Your answer must be the full listing, reproduced exactly, minus any pictures.

————

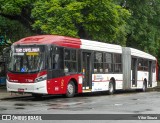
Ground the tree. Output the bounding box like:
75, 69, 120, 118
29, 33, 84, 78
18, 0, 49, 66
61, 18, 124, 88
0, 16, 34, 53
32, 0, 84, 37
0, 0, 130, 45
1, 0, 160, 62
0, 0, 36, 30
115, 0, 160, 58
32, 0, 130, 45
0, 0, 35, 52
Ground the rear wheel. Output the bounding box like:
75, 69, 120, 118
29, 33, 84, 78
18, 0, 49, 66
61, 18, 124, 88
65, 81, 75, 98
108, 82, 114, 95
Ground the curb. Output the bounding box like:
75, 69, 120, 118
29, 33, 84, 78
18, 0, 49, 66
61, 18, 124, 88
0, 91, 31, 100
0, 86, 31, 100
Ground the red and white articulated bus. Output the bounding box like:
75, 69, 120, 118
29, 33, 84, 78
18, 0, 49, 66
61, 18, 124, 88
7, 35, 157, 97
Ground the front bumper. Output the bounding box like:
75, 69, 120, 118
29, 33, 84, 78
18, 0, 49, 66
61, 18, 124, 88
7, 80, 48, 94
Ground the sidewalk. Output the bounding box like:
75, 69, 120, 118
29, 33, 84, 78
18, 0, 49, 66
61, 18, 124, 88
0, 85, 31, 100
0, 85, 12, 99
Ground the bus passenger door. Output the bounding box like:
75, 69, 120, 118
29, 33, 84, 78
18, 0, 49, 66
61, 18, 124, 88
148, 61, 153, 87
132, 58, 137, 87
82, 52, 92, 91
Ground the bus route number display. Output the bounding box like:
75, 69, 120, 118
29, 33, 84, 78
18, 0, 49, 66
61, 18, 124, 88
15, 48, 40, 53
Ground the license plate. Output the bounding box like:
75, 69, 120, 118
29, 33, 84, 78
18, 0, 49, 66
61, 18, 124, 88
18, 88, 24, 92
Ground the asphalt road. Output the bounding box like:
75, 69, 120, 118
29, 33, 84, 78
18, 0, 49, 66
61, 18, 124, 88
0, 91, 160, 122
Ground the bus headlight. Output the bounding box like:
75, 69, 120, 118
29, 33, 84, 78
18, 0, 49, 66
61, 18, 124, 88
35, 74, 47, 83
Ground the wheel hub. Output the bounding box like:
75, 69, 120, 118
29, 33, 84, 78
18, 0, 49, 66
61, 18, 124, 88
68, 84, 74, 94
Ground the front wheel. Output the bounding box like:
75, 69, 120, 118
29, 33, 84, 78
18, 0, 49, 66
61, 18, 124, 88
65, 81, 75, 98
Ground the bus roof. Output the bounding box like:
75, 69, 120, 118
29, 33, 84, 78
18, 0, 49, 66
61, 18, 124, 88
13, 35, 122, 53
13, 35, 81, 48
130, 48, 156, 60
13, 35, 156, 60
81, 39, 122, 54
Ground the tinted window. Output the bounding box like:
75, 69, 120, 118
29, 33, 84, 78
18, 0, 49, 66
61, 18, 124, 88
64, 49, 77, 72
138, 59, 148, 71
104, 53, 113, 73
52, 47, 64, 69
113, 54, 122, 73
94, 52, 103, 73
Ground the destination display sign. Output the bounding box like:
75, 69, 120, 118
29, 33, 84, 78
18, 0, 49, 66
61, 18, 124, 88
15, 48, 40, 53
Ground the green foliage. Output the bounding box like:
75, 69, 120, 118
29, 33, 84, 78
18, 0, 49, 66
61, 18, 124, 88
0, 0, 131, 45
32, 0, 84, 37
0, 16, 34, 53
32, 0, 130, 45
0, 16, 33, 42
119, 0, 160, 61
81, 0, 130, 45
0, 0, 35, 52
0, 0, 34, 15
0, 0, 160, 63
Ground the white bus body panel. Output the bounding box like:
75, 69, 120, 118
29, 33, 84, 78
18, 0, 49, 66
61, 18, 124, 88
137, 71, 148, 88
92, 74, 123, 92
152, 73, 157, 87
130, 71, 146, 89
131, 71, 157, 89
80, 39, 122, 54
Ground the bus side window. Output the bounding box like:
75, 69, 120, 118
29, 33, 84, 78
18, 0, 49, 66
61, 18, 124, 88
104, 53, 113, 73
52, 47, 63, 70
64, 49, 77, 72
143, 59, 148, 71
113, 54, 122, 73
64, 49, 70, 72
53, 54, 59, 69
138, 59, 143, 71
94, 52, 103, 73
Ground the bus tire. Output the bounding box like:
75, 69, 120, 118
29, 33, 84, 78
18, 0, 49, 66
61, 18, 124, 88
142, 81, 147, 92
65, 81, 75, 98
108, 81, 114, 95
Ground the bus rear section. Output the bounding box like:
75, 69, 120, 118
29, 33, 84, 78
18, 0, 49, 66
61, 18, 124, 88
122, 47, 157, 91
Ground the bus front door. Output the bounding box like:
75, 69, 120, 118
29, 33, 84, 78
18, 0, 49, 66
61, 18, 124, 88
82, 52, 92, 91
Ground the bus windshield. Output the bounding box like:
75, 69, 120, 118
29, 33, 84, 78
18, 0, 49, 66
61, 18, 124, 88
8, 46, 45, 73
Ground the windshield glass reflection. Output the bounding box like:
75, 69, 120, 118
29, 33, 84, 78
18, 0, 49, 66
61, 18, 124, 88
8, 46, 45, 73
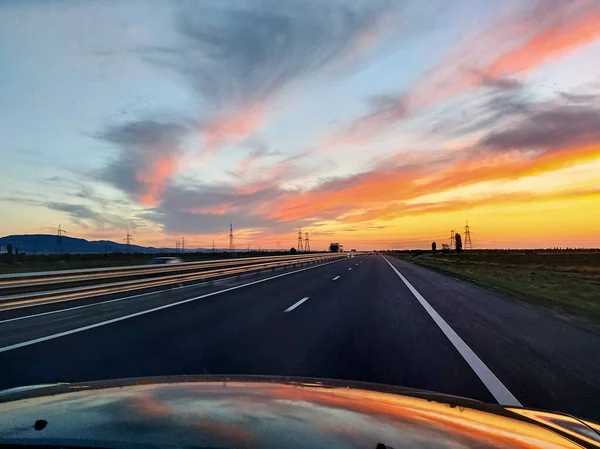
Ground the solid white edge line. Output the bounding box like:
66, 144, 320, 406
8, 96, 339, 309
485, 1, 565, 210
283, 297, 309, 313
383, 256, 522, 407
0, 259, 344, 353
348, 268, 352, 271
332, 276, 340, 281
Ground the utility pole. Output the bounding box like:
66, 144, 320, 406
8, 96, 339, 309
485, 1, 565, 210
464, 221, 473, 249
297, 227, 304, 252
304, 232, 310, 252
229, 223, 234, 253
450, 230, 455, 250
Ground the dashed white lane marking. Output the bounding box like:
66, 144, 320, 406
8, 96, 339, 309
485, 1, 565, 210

————

> [Answer to this task]
Ground the tree. Output the bounding box like:
75, 69, 120, 118
29, 33, 84, 78
18, 0, 49, 66
61, 18, 124, 88
0, 16, 34, 53
32, 0, 84, 37
0, 0, 130, 45
1, 0, 160, 62
0, 0, 36, 30
115, 0, 160, 58
32, 0, 130, 45
0, 0, 35, 52
Ground the rear wheel. Output the bounding box like:
75, 69, 120, 118
29, 33, 84, 78
18, 0, 49, 66
61, 18, 124, 88
65, 81, 75, 98
108, 82, 114, 95
Ground the curb. Output the bounding box like:
75, 69, 120, 118
29, 33, 84, 78
18, 0, 49, 66
61, 18, 124, 88
0, 91, 31, 100
0, 86, 31, 100
Ground the red and white articulated bus. Output the bounding box like:
75, 69, 120, 118
29, 33, 84, 78
18, 0, 49, 66
61, 18, 124, 88
7, 35, 157, 97
Ground the front bumper. Output the bounding box like:
75, 69, 120, 118
29, 33, 84, 78
18, 0, 49, 66
61, 18, 124, 88
7, 80, 48, 94
Ground the sidewalk. Output the bounding box like:
75, 69, 120, 118
29, 33, 84, 78
18, 0, 49, 66
61, 18, 124, 88
0, 85, 31, 100
0, 85, 12, 99
Ground the bus passenger door. Output the bounding box like:
75, 69, 120, 118
29, 33, 84, 78
18, 0, 49, 66
61, 18, 124, 88
148, 61, 153, 87
132, 58, 137, 87
82, 52, 92, 91
Ground the bus route number display. Output the bounding box like:
75, 69, 120, 118
29, 33, 84, 78
18, 0, 49, 66
61, 18, 124, 88
15, 48, 40, 53
Ground the license plate. Output the bounding box like:
75, 69, 120, 118
29, 33, 84, 78
18, 0, 49, 66
61, 18, 124, 88
18, 88, 24, 92
Ground the asphalt road. Output the bounding box like:
75, 69, 120, 118
29, 33, 84, 78
18, 0, 49, 66
61, 18, 124, 88
0, 91, 160, 122
Ground the bus headlight. Output the bounding box like:
75, 69, 120, 118
29, 33, 84, 78
18, 0, 49, 66
61, 18, 124, 88
35, 74, 47, 83
Ground the wheel hub. Output the bounding box like:
75, 69, 120, 118
29, 33, 84, 78
18, 0, 49, 66
61, 18, 124, 88
68, 84, 74, 94
Ground the front wheel. Output the bounding box like:
75, 69, 120, 118
29, 33, 84, 78
18, 0, 49, 66
61, 18, 124, 88
65, 81, 75, 98
Ground the bus roof. Output the bounding box like:
75, 69, 120, 118
29, 33, 84, 78
18, 0, 49, 66
61, 18, 124, 88
13, 35, 122, 53
13, 35, 81, 48
130, 48, 156, 60
13, 35, 156, 60
81, 39, 122, 54
Ground the tinted window. Output the bounding box like:
75, 69, 120, 118
29, 33, 84, 78
18, 0, 49, 66
61, 18, 124, 88
64, 49, 77, 72
138, 59, 148, 71
104, 53, 113, 73
52, 47, 64, 69
113, 54, 122, 73
94, 52, 103, 73
Ground the destination display sign. Output the bounding box like:
75, 69, 120, 118
29, 33, 84, 78
18, 0, 49, 66
61, 18, 124, 88
15, 48, 40, 53
Ground the green foliage. Output the bounding box like:
75, 69, 120, 118
29, 33, 84, 78
18, 0, 49, 66
61, 18, 124, 88
0, 0, 131, 45
32, 0, 84, 37
0, 16, 34, 53
32, 0, 130, 45
0, 16, 33, 42
119, 0, 160, 61
81, 0, 130, 45
0, 0, 35, 52
0, 0, 34, 15
0, 0, 160, 63
Ground the white bus body panel. Output the bounding box like:
75, 69, 120, 118
29, 33, 84, 78
18, 0, 49, 66
61, 18, 124, 88
137, 71, 148, 88
92, 74, 123, 92
152, 73, 157, 87
130, 71, 146, 89
131, 71, 157, 89
80, 39, 122, 54
Ground the bus side window. Output the bounding box like:
75, 69, 120, 118
29, 33, 84, 78
18, 0, 49, 66
61, 18, 124, 88
104, 53, 113, 73
52, 47, 63, 70
64, 49, 77, 72
143, 59, 148, 71
113, 54, 122, 73
64, 49, 70, 72
53, 54, 59, 69
138, 59, 143, 71
94, 52, 103, 73
Ground the bus tire. Output the bounding box like:
75, 69, 120, 118
29, 33, 84, 78
18, 0, 49, 66
61, 18, 124, 88
142, 81, 147, 92
65, 81, 75, 98
108, 81, 114, 95
Ground the bus rear section. Output the bounding box like:
75, 69, 120, 118
29, 33, 84, 78
18, 0, 49, 66
61, 18, 124, 88
122, 47, 157, 91
Ground the bus front door. Output the bounding box like:
75, 69, 120, 118
29, 33, 84, 78
18, 0, 49, 66
61, 18, 124, 88
82, 52, 92, 91
Ground the bus windshield. Output the bounding box like:
75, 69, 120, 118
29, 33, 84, 78
18, 0, 49, 66
61, 18, 124, 88
8, 46, 45, 73
Ground the windshield glass reflection. Output the bounding box like:
75, 69, 120, 118
29, 33, 84, 78
18, 0, 49, 66
61, 18, 124, 88
8, 46, 45, 73
Ground the solid white edge line. Output the bounding box like:
66, 144, 320, 406
8, 96, 339, 309
485, 1, 565, 210
283, 297, 309, 313
383, 256, 522, 407
0, 259, 344, 353
348, 268, 352, 271
332, 276, 340, 281
Ground the utility pole. Output the bounding box like:
66, 144, 320, 406
8, 96, 339, 309
485, 1, 565, 210
464, 221, 473, 249
297, 227, 304, 252
304, 232, 310, 252
229, 223, 234, 253
450, 230, 455, 250
Ground the dashed white lane marking. Output the bounding box like:
66, 144, 320, 406
8, 96, 339, 309
485, 1, 565, 210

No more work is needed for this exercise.